_Exercise brief_
Reproduce the lines below in full, substituting "place one point" for every occurrence of "drop a single dot" and leaving all other text unchanged.

....

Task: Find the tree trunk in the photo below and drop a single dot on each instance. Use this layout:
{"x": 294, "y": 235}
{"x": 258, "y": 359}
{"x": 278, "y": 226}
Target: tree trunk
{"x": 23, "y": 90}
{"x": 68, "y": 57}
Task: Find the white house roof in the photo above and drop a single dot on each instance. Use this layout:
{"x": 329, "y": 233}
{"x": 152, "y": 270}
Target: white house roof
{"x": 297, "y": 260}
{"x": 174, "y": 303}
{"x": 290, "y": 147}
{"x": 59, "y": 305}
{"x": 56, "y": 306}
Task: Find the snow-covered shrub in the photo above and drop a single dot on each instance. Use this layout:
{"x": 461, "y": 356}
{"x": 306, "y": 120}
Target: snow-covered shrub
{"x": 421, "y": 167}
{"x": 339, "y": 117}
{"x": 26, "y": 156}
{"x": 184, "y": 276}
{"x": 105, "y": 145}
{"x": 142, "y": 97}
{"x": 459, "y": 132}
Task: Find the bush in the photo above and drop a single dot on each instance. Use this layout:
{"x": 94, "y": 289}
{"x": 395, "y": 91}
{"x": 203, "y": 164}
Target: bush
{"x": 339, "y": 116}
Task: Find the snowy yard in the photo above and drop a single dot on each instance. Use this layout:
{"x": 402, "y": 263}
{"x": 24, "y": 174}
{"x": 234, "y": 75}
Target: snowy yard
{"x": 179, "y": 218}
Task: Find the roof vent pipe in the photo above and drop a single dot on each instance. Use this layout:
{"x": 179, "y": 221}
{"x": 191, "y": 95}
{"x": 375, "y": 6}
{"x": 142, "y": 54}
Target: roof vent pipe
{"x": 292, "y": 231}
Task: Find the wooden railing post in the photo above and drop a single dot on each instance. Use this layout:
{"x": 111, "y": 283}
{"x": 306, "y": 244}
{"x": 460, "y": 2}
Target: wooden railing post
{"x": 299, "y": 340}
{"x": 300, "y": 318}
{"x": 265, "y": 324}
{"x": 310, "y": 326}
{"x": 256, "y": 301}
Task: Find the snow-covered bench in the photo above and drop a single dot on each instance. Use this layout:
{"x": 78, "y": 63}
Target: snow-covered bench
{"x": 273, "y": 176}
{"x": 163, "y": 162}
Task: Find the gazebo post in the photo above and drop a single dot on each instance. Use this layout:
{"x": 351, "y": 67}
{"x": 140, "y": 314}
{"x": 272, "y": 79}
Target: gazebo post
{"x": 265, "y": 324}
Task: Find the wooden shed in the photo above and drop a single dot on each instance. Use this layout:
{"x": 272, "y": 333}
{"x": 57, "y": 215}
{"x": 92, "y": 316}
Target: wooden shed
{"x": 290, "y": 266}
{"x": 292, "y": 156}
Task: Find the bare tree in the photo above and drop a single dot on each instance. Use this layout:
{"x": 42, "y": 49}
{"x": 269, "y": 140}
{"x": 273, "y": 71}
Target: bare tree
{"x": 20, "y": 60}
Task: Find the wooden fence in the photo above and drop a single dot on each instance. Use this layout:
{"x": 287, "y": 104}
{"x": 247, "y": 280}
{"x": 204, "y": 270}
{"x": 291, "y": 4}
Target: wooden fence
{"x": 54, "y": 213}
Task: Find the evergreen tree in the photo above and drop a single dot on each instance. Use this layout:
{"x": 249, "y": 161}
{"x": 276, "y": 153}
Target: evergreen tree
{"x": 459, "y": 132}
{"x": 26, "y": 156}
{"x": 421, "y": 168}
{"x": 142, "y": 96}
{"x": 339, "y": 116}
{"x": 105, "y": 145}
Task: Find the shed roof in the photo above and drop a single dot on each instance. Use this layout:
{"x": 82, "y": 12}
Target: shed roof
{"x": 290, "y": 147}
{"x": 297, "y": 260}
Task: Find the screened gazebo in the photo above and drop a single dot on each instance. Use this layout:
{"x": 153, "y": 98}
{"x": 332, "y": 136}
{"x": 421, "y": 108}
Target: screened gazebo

....

_Answer to the task_
Task: Find the tree trunk in the photo below and place one point on each instance. Use this layout:
{"x": 294, "y": 235}
{"x": 258, "y": 359}
{"x": 278, "y": 226}
Target: tree trunk
{"x": 23, "y": 90}
{"x": 68, "y": 57}
Task: Find the white house roof in the photo above and place one point on each instance. Use this layout:
{"x": 329, "y": 233}
{"x": 152, "y": 270}
Target: white house roof
{"x": 297, "y": 260}
{"x": 174, "y": 303}
{"x": 290, "y": 147}
{"x": 59, "y": 305}
{"x": 56, "y": 306}
Task: Find the snow-covered shrub in the photo above and place one point on each instance. Use this layout:
{"x": 461, "y": 356}
{"x": 306, "y": 120}
Target: snow-covered shrub
{"x": 421, "y": 167}
{"x": 339, "y": 117}
{"x": 26, "y": 156}
{"x": 184, "y": 276}
{"x": 105, "y": 145}
{"x": 142, "y": 97}
{"x": 459, "y": 132}
Task: Find the bush in the photo above and place one point on each instance. Use this layout:
{"x": 94, "y": 289}
{"x": 395, "y": 91}
{"x": 203, "y": 164}
Target: bush
{"x": 339, "y": 116}
Task: Find the snowy yard in the photo above and place one point on each instance. Use this layout:
{"x": 402, "y": 263}
{"x": 24, "y": 174}
{"x": 234, "y": 75}
Target: snowy yard
{"x": 179, "y": 218}
Task: Find the roof vent pipe in the photo above and place one point on each instance. Use this layout:
{"x": 179, "y": 221}
{"x": 191, "y": 95}
{"x": 375, "y": 6}
{"x": 142, "y": 54}
Target: roof vent pipe
{"x": 292, "y": 231}
Task: Find the wooden railing post in the photo above and place one point on each instance. Use this layout:
{"x": 111, "y": 283}
{"x": 306, "y": 244}
{"x": 460, "y": 2}
Target: wooden railing post
{"x": 299, "y": 340}
{"x": 300, "y": 318}
{"x": 265, "y": 324}
{"x": 310, "y": 326}
{"x": 256, "y": 301}
Task: Find the snow-covered bench in the photo above and place one point on each instance. Use this layout:
{"x": 78, "y": 63}
Target: snow-covered bench
{"x": 273, "y": 176}
{"x": 163, "y": 162}
Task: Find the gazebo post in the photo above and place one point on each instance. Use this layout:
{"x": 351, "y": 67}
{"x": 140, "y": 314}
{"x": 272, "y": 79}
Target: gazebo post
{"x": 265, "y": 324}
Task: Find the wooden shed in the photo above and place one point on each instance. Use this layout:
{"x": 272, "y": 333}
{"x": 57, "y": 215}
{"x": 92, "y": 316}
Target: wooden shed
{"x": 290, "y": 266}
{"x": 292, "y": 156}
Task: Find the bare tree in the photo above and place one point on each instance. Use this layout:
{"x": 42, "y": 49}
{"x": 269, "y": 140}
{"x": 273, "y": 71}
Target: bare tree
{"x": 20, "y": 60}
Task: Find the wooden fence in the photo above and place one point on each instance. Use this layout:
{"x": 287, "y": 104}
{"x": 247, "y": 280}
{"x": 204, "y": 270}
{"x": 291, "y": 4}
Target: wooden fence
{"x": 54, "y": 213}
Task: Find the evergreen tree in the photo above and place one point on each instance. Use this layout:
{"x": 249, "y": 161}
{"x": 276, "y": 153}
Target: evergreen tree
{"x": 459, "y": 132}
{"x": 26, "y": 156}
{"x": 421, "y": 168}
{"x": 142, "y": 96}
{"x": 339, "y": 116}
{"x": 105, "y": 145}
Task: Find the shed roof in the photo above and place one point on each instance. Use this layout:
{"x": 82, "y": 12}
Target: shed roof
{"x": 290, "y": 147}
{"x": 297, "y": 260}
Task: Find the screened gazebo in the photo above and place one point on each instance. Use this layout:
{"x": 153, "y": 98}
{"x": 332, "y": 136}
{"x": 421, "y": 108}
Target: screened gazebo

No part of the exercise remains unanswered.